REQUIRED ACTION => Copy each entry verbatim, excluding its images.

TASK INPUTS =>

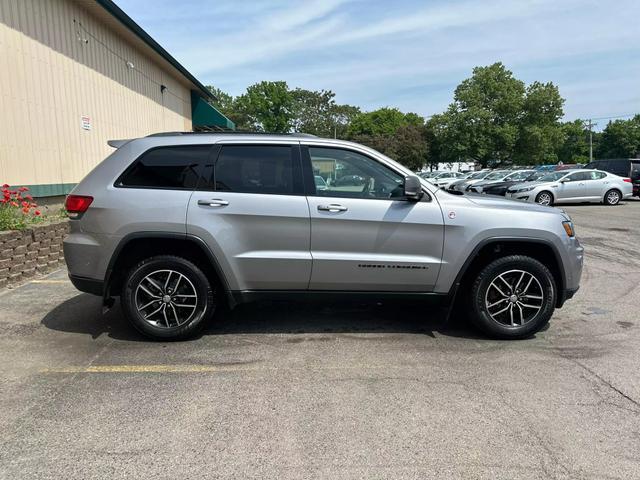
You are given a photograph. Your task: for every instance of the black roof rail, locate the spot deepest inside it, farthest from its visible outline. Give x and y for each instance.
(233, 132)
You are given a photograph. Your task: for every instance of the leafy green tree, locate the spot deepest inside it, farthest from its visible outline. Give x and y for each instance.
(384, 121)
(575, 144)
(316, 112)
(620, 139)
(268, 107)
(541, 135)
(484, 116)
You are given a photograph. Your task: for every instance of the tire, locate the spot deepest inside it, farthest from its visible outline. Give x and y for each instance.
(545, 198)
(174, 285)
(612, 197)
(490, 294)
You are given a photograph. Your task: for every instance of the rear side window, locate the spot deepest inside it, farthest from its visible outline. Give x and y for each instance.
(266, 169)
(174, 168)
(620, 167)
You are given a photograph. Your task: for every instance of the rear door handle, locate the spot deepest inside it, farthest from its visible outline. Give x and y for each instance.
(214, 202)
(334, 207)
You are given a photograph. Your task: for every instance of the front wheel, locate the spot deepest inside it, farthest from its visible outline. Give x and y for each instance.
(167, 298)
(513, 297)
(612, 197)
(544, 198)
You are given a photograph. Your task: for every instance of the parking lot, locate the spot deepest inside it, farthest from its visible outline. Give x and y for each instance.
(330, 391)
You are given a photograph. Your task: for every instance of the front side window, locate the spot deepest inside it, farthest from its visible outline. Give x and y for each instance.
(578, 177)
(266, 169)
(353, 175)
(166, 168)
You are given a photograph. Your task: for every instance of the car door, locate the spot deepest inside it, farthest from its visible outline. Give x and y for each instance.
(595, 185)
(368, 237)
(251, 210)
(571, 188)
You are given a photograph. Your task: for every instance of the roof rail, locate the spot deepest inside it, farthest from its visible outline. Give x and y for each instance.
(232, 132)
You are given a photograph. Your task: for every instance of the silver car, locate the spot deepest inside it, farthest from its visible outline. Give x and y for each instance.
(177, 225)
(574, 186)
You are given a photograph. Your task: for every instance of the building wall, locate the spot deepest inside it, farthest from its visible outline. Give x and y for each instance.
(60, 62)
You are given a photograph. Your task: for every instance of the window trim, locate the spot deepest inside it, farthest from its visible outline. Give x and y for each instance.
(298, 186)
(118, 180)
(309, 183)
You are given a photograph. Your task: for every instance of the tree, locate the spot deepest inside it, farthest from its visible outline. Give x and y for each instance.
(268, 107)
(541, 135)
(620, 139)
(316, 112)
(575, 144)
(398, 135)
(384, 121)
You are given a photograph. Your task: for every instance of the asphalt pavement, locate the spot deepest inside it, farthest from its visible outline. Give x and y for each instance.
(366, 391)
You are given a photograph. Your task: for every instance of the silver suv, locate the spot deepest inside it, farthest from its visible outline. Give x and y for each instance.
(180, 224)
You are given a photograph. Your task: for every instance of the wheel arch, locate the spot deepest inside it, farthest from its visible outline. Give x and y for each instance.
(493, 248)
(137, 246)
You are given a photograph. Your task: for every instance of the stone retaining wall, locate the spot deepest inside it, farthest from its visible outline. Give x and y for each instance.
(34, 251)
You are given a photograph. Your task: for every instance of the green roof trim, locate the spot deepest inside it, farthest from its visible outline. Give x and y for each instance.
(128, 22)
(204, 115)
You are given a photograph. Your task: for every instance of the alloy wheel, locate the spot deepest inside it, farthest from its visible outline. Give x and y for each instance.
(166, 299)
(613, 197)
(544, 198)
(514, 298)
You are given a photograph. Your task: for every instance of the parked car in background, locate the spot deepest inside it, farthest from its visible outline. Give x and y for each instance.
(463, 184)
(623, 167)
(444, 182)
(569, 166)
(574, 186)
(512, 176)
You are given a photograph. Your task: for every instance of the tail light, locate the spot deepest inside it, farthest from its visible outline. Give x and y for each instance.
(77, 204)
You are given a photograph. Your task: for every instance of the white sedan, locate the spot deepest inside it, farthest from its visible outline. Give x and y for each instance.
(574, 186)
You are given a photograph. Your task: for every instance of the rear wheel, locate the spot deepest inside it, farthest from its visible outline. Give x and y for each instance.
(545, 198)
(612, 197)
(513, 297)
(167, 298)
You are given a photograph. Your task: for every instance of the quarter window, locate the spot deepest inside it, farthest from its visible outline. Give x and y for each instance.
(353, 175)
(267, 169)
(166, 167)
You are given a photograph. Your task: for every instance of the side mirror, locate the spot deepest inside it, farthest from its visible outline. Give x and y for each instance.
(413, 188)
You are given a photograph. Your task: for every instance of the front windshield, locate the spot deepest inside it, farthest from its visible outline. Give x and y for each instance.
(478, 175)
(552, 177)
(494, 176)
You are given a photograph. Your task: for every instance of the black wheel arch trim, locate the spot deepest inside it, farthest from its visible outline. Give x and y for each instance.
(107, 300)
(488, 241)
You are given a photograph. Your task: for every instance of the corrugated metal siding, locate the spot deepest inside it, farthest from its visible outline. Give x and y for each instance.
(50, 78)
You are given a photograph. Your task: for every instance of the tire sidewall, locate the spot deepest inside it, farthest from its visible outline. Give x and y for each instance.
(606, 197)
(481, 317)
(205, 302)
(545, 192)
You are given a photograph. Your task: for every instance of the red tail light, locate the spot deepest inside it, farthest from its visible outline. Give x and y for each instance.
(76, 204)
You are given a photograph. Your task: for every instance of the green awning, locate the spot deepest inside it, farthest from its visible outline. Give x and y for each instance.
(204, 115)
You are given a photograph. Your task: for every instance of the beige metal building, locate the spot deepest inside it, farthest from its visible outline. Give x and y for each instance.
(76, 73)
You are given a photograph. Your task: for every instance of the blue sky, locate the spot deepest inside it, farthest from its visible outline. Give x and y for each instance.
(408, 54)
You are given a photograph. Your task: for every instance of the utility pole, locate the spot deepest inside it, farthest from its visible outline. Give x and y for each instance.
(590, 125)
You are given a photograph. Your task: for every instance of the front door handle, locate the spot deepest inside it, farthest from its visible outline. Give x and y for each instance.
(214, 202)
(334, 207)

OUTPUT FOR THIS EXERCISE =>
You are given a photograph. Your task: for every instance of the black roof rail, locate the spot deepest inside it, farthest from its visible outline. Give x and y for each instance.
(233, 132)
You are given a photograph. Your task: for every instance of the leafy green tree, locate the spot deepest inside it, farthest from its visible outline. Give x and y for each instance.
(384, 121)
(575, 144)
(316, 112)
(620, 139)
(268, 107)
(541, 135)
(484, 116)
You are given a photograph. Your task: for every instance of the tire, locate the spot deepest inside it, farthest from its visible outline. Give x and y for each instance.
(545, 198)
(174, 285)
(612, 197)
(490, 294)
You are given a photograph. Your task: for every instance of the rear side window, locate the spot deepest inside it, farthest from its visible outline. Give x and y for each instance.
(266, 169)
(174, 168)
(620, 167)
You are given a photograph. Your task: for every instance of the rear door handle, locate the spot deepest inside it, farthest from its visible outline. Give x and y for each instance.
(214, 202)
(334, 207)
You are given a photograph. Your task: for every instance of the front wheel, locate the spot deepest inside it, farthest from its visible outline. Give x and y for each instance.
(167, 298)
(513, 297)
(612, 197)
(544, 198)
You are given a photograph. Your task: for every instance of the parking lot, locate the spot deepest inside it, farthest from its visible outline. Give x and y for each instance.
(330, 391)
You are given a photograph. Your task: for every instance of the front side window, locate the spot deepest inside it, farthest from its visible outline. Give x and y for each instance.
(578, 177)
(266, 169)
(353, 175)
(166, 168)
You are given a photograph. Your task: for every instance of the car door, locate the spot deepest inside it, farthest from its visible outline. Give x and y for each instance.
(595, 185)
(368, 237)
(251, 210)
(571, 188)
You are given a photograph. Your task: for every instance of the roof rail, locate the spot deepest inside it, farthest from its visible outline. Give x and y for each instance.
(232, 132)
You are given a photograph. Your task: for every instance of the silver car, locate the spot deepest inside it, farthest from its visible outline. Give x and y for each instance.
(177, 225)
(574, 186)
You are given a photograph. Your task: for every instance of the building wall, locate the spot deepest inside it, farthest from its visible outline. Give x and y for each instance.
(60, 62)
You are given a photograph. Your task: for every instance of the window trim, locate the spot deepest inside it, farthest from its visible outline. Give x and y for each instance.
(298, 186)
(118, 180)
(309, 183)
You are given a photograph. Your task: for every instance of the tree, locate the spot deepest inside it, farthest from its visible outline. Give x and y for each instance.
(268, 107)
(541, 135)
(620, 139)
(316, 112)
(575, 144)
(398, 135)
(384, 121)
You are given a photograph. Your task: for every instance of the asphalt pavement, locate the spot deepest inside it, farthest from its visible outline. Give x and y for each instance.
(366, 391)
You are given a photograph. Your task: for every instance of the silver suv, locate the spot deepest inside it, farthest from its visible outline. Give x and y for each instance.
(180, 224)
You are given a photograph. Your task: for every instance of the wheel arch, locate the spot deepest inside it, farthest from its visible outline. Give x and y for each instance.
(493, 248)
(137, 246)
You are given a photograph. Your task: for every instance of the stone retaining wall, locate the spot deepest inside it, farthest from its visible outline. Give x and y for each instance.
(34, 251)
You are given a photograph. Your task: for every instance of the green roof trim, locate the spot deepest inside it, farthest from its visible outline. Give x and y for each instance.
(128, 22)
(204, 115)
You are given a photograph. Your task: for every instance of the alloy wheel, locate the spot deepest inside it, farthest from its visible outline. Give x and y for each instance.
(166, 299)
(613, 197)
(544, 198)
(514, 298)
You are given a photograph. Your task: for every instance of the parked car in background, locate the spot deepest inside it, farthest from its visible outline. Give x and y for each instance.
(463, 184)
(623, 167)
(444, 182)
(569, 166)
(574, 186)
(512, 176)
You are given a photograph. Your task: for every instance of the tail light, locate the spot deepest inside it, farthest from its visible outline. Give x and y for each instance.
(77, 204)
You are given a photograph. Your task: for every instance of the white sedan, locate the spot deepest inside it, farthest from its visible outline. Give x and y for each instance.
(574, 186)
You are given a photograph. Your task: for every instance of the rear wheel, locate the spot deepest inside it, farthest from its visible outline. Give x and y for each instance.
(545, 198)
(612, 197)
(513, 297)
(167, 298)
You are given a photograph. Your task: for every instance of the quarter window, locate the spot deepest inside it, farthest from its visible outline. Give x and y for each instance.
(353, 175)
(267, 169)
(166, 167)
You are given a photograph. Your task: for every instance of the side mirror, locate the spot deepest inside it, farthest from its visible outline. Give x and y for each instance.
(413, 188)
You are given a photograph. Your task: for every instance of the front windshield, locate the spot deepest inside it, farthest from its visible outline. Give x and y for each instance.
(478, 175)
(552, 177)
(494, 176)
You are given a photograph. Your task: for every instance of the black wheel arch trim, locate the spot deepest inside it, farthest from its visible outline. Give x and y for each instance.
(107, 300)
(488, 241)
You are given a photograph. Your task: for every instance of the corrugated metal siding, locate the spot deepest inside it, farthest from its visible outline. Give x and y for each instance.
(50, 78)
You are given a photograph. Your task: for every instance of the tire sidewall, locate the spot deepest inside it, farthest from its visible outline. Give x and y for each instance.
(606, 197)
(481, 317)
(205, 302)
(545, 192)
You are given a photograph. Your task: for every instance of the red tail light, locate the spot deepest inside it, farthest from its visible outline. Give x and y for each instance.
(76, 204)
You are given a photograph. Your task: for every instance of the green awning, locate the spot deepest inside it, farthest from its visible outline. Give x and y for each instance.
(204, 115)
You are given a photograph. Your task: for every instance of the beige metal building, locate the spot deepest inside it, farthest from its visible outline. Give x and y for each instance.
(76, 73)
You are given a photograph. Your task: for every instance of the blue sky, locate the spot deepest inside it, farthest from its visible outline. Give x and y for each instance.
(408, 54)
You are given a photograph. Your task: for every instance of the utility pole, locate the spot deepest inside it, farthest from its visible outline. Give x and y for each instance.
(590, 125)
You are given a photograph. Your task: for every instance of the front door handle, locate the spot deepest inside it, farthest from its visible outline. Give x and y for each instance.
(214, 202)
(334, 207)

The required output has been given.